La risposta è, come sempre, “dipende”. Questo grafico in scala logaritmica offre alcuni spunti interessanti.

La presidenza Hoover nel periodo 1929-1933 fu infatti contrassegnata dall’inizio della Grande Depressione e da un calo di quasi l’80% del valore, che pesa come un macigno sulla performance dei repubblicani.

Dal momento che la Grande Depressione si è generata soprattutto dagli squilibri dei ruggenti anni Venti, che furono prevalentemente a presidenza democratica, bisogna ovviamente chiedersi se sia giusto imputare ai repubblicani quel -80%. Tuttavia, se anche partissimo da un periodo successivo, investendo un euro dal dicembre 1949, la sovra performance democratica troverebbe comunque una conferma.

Ma, si sa, il diavolo è nei dettagli. Se avessimo condotto la stessa analisi all’alba della presidenza Obama, dieci anni fa, avremmo concluso tutt’altro: un partito non sarebbe prevalso sull’altro. Se l’avessimo condotta nel dicembre 1991, avremmo notato la sovra performance dei repubblicani, e così ragionando ci saremmo persi uno dei rally più consistenti della Storia.

Insomma, la scelta del campione storico è decisiva, e quindi vale la pena andare più a fondo.

racciando su un grafico la distribuzione dei rendimenti durante le due presidenze, la media (grosso modo dove c’è un picco) non appare così diversa. Un test statistico lo conferma: il livello di significatività della differenza è basso. E, per stressare ulteriormente l’importanza del campione temporale, di come questo impatti in maniera significativa sul grafico iniziale, partendo dai dati storici abbiamo generato migliaia di campioni casuali e analizzato la differenza di rendimento tra quei periodi in cui la presidenza era in mano ai democratici e quelli in cui era in mano ai repubblicani. La tecnica rende giustizia ai repubblicani. La differenza tra le performance dei due schieramenti rimane significativa solo nell’8% dei campioni.

+ + + +

#### Consegna esercizio:
Puoi trascrivere fedelmente la parte del brano sui rendimenti durante le presidenze democratiche e repubblicane che si apre con le parole contenenti "Dal momento che" e si chiude con "più a fondo."?

Dati di ancoraggio di oggetti in linguaggio naturale:

+ + + +

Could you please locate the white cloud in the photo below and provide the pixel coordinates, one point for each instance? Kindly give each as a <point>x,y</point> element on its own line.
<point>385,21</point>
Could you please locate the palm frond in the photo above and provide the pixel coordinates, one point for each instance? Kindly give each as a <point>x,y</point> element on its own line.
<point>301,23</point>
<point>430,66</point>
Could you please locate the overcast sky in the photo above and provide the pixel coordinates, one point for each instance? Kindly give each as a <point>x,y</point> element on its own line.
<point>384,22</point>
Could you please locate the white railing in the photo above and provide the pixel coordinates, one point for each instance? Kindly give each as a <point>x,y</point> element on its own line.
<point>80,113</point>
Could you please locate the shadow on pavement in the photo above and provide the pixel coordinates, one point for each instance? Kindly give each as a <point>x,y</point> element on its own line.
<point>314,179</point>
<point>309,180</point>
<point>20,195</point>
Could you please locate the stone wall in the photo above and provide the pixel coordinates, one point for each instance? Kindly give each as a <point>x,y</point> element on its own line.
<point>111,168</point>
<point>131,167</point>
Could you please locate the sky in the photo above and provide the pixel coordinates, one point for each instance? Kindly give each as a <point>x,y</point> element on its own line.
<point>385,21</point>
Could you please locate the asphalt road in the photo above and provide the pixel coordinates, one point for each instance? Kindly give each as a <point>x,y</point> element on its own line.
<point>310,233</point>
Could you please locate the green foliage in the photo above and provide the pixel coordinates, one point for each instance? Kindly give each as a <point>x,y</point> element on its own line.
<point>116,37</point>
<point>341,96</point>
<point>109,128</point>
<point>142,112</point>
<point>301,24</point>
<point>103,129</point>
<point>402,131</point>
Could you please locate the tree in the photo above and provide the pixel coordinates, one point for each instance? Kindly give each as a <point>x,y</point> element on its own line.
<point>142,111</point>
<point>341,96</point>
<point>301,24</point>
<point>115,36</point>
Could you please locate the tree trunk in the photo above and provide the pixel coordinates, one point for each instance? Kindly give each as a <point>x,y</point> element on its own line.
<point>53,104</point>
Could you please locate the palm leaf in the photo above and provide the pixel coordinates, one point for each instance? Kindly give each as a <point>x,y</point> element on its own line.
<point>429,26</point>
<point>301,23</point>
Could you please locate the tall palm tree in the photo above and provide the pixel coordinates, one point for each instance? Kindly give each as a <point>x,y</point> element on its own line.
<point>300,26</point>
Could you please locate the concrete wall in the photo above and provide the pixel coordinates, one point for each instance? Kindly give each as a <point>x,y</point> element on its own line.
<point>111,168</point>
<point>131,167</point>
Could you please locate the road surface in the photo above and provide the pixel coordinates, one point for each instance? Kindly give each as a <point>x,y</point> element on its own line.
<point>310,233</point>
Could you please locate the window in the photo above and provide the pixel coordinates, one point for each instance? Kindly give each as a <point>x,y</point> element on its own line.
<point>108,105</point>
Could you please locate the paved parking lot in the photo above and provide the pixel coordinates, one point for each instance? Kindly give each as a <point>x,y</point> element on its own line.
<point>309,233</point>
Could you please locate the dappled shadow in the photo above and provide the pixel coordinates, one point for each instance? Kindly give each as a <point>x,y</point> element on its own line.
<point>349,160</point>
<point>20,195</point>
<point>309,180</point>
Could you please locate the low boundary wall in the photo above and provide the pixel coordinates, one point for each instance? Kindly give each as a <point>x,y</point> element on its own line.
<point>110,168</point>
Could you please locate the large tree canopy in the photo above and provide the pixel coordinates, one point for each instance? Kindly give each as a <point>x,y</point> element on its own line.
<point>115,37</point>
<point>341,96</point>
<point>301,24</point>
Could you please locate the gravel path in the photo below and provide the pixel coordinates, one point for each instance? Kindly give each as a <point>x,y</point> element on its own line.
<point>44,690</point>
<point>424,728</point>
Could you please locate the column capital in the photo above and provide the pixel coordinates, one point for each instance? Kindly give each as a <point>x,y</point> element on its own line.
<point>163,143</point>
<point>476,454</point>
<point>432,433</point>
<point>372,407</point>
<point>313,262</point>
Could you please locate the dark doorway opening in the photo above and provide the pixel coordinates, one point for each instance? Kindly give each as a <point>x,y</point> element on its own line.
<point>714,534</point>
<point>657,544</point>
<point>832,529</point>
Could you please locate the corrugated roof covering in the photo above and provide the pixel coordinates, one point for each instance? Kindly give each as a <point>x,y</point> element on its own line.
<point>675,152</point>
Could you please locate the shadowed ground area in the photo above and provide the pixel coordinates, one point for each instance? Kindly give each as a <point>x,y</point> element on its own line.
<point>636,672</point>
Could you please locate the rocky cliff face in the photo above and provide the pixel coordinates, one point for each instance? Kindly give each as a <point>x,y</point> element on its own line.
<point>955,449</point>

+ + + +

#### Risultato:
Dal momento che la Grande Depressione si è generata soprattutto dagli squilibri dei ruggenti anni Venti, che furono prevalentemente a presidenza democratica, bisogna ovviamente chiedersi se sia giusto imputare ai repubblicani quel -80%. Tuttavia, se anche partissimo da un periodo successivo, investendo un euro dal dicembre 1949, la sovra performance democratica troverebbe comunque una conferma.

Ma, si sa, il diavolo è nei dettagli. Se avessimo condotto la stessa analisi all’alba della presidenza Obama, dieci anni fa, avremmo concluso tutt’altro: un partito non sarebbe prevalso sull’altro. Se l’avessimo condotta nel dicembre 1991, avremmo notato la sovra performance dei repubblicani, e così ragionando ci saremmo persi uno dei rally più consistenti della Storia.

Insomma, la scelta del campione storico è decisiva, e quindi vale la pena andare più a fondo.